PAGE EXTRACT:
-----
Omescape, which owns three facilities in the Bay Area, figured out how to turn mute avatars into distinct characters. Last month, I watched a group of giddy teenagers play through Omescape’s online game, Pursuit of the Assassin Artist. Their eyes and ears? An actor cast as a feckless secret agent. He obeyed their commands — except when they asked him to sing Cardi B’s “WAP” — and offered subtle and not so subtle hints (“Google it”) when a puzzle stumped them.
Other venues have put puzzling aside. To create work for its employees, Strange Bird dreamed up “The Strange Secret of Adrian Rook,” an online theater piece that put their regular workers and some of their old sets to remote use. Usually it takes the company over a year to create a new room. This experience, it built in two weeks. “We wanted to give people an event, real entertainment,” Cooper said.
Real entertainment doesn’t necessarily rely on live actors. In early March, the Kauai Escape Room closed its doors before Hawaii began its lockdown. “We started feeling gross just being around people in small enclosed spaces,” Yacine Merzouk, a co-owner, said.
-----
SUPPLIED DATA:
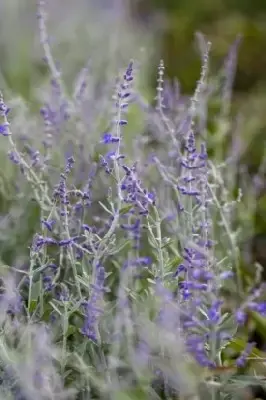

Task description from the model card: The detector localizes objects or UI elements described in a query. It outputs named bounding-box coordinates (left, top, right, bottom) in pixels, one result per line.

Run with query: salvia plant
left=0, top=0, right=266, bottom=400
-----
WHAT IS NEEDED: Retype the escape-room passage between "Other venues have" and "a co-owner, said.", inclusive.

EXERCISE ANSWER:
Other venues have put puzzling aside. To create work for its employees, Strange Bird dreamed up “The Strange Secret of Adrian Rook,” an online theater piece that put their regular workers and some of their old sets to remote use. Usually it takes the company over a year to create a new room. This experience, it built in two weeks. “We wanted to give people an event, real entertainment,” Cooper said.
Real entertainment doesn’t necessarily rely on live actors. In early March, the Kauai Escape Room closed its doors before Hawaii began its lockdown. “We started feeling gross just being around people in small enclosed spaces,” Yacine Merzouk, a co-owner, said.